** Start of Stored records **
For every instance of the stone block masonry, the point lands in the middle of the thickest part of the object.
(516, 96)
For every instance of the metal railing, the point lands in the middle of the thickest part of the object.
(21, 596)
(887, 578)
** End of Stored records **
** Start of Stored records **
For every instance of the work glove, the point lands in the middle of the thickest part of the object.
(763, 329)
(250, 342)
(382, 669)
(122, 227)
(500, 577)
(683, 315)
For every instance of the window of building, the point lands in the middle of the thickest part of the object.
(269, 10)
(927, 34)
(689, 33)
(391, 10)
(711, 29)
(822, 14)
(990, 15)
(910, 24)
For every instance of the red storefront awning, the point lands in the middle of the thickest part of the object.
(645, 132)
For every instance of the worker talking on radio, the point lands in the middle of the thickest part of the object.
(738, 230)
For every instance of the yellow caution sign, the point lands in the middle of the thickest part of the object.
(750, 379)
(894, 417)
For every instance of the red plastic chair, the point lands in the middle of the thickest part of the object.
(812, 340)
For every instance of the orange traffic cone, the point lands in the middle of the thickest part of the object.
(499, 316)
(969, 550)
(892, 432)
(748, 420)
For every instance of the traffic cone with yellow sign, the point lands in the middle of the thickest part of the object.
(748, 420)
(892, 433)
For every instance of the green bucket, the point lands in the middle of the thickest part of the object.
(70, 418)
** End of Stored records **
Find each line in the entries above that has the word "sign" in it, and copy those lines out.

◆ **Final result**:
For every instance of the yellow caution sign, the point lands in the middle of the thickest part of the object.
For every instance of the traffic cone with yellow sign, the point lands in the middle of the thickest part of the object.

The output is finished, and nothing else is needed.